>> Begin DOCUMENT EXCERPT

ARCHIVES: This is legacy content from before Industry Dive acquired Mobile Commerce Daily in early 2017. Some information, such as publication dates, may not have migrated over. Check out our topic page for the latest mobile commerce news.

Home Depot approaches 100,000 mobile POS transactions per week: Javelin exec

LITCHFIELD PARK, AZ – A Javelin Strategy and Research executive at the Mobile Shopping Fall Summit said that Home Depot is on track to process 100,000 mobile POS transactions per week by the first-quarter of 2014.

During the “Cash, Check or Mobile POS?” keynote, the executive pointed to Apple, Home Depot and Nordstrom as examples of brands that are getting mobile POS right. While Home Depot and Apple are using mobile POS for transactions, Nordstrom’s is also heavily playing up the clienteling aspect of mobile POS for in-store shoppers.

“You can look at Home Depot – they came out with mobile POS. It was called FIRST program – Find, Inquire, Respect, Solve and Thank,” said Mary Monahan, executive vice president of mobile at Javelin, San Francisco.

>> End DOCUMENT EXCERPT
>> Begin DATA EXCERPTS

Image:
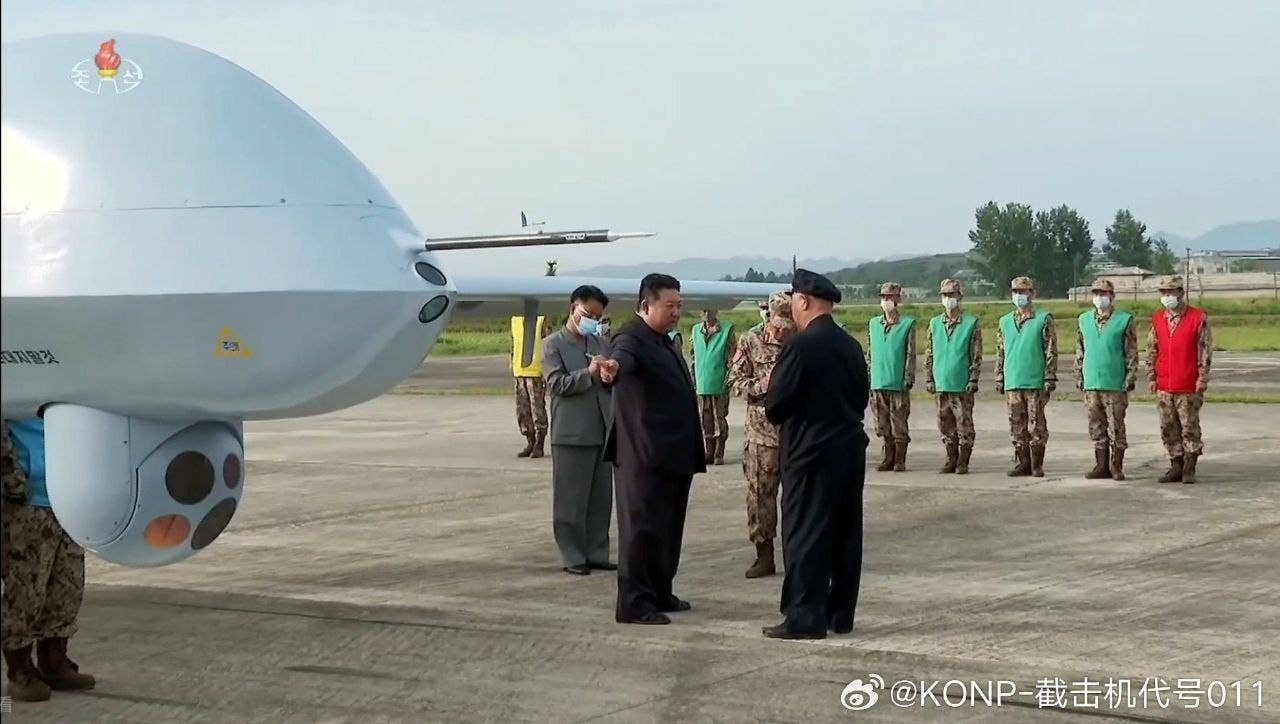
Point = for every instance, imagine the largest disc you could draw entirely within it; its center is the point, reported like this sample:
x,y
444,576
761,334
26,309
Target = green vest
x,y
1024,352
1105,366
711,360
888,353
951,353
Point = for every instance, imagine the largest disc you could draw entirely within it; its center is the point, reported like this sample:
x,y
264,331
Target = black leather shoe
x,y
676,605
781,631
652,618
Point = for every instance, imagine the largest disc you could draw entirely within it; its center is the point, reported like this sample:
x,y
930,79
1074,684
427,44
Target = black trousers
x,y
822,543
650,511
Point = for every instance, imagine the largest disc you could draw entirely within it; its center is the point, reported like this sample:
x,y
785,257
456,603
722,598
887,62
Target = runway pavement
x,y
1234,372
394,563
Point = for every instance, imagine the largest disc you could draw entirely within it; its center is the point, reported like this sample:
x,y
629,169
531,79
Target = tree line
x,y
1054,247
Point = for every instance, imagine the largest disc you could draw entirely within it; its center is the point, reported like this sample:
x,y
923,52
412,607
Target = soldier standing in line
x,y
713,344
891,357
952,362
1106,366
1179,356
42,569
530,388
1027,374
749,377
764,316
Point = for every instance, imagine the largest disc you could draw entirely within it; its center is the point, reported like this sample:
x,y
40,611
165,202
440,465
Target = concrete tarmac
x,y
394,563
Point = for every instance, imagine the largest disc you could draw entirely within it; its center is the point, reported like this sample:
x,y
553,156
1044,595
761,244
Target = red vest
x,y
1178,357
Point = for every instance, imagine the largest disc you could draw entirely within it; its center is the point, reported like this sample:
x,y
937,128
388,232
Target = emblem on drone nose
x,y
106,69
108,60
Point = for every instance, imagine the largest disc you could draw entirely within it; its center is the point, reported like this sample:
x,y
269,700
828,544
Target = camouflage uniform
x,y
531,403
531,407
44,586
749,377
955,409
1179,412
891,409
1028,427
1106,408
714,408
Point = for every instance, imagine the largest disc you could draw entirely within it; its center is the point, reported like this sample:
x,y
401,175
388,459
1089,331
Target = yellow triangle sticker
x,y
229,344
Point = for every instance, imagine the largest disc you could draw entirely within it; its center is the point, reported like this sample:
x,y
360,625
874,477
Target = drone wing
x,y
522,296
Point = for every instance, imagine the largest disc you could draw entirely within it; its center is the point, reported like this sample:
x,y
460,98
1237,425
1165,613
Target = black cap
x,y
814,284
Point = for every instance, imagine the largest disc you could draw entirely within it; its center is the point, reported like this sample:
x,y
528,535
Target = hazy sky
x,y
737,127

>> End DATA EXCERPTS

## TASK BRIEF:
Reproduce the Home Depot mobile POS article above in full, word for word.

## PROBLEM SOLUTION:
ARCHIVES: This is legacy content from before Industry Dive acquired Mobile Commerce Daily in early 2017. Some information, such as publication dates, may not have migrated over. Check out our topic page for the latest mobile commerce news.

Home Depot approaches 100,000 mobile POS transactions per week: Javelin exec

LITCHFIELD PARK, AZ – A Javelin Strategy and Research executive at the Mobile Shopping Fall Summit said that Home Depot is on track to process 100,000 mobile POS transactions per week by the first-quarter of 2014.

During the “Cash, Check or Mobile POS?” keynote, the executive pointed to Apple, Home Depot and Nordstrom as examples of brands that are getting mobile POS right. While Home Depot and Apple are using mobile POS for transactions, Nordstrom’s is also heavily playing up the clienteling aspect of mobile POS for in-store shoppers.

“You can look at Home Depot – they came out with mobile POS. It was called FIRST program – Find, Inquire, Respect, Solve and Thank,” said Mary Monahan, executive vice president of mobile at Javelin, San Francisco.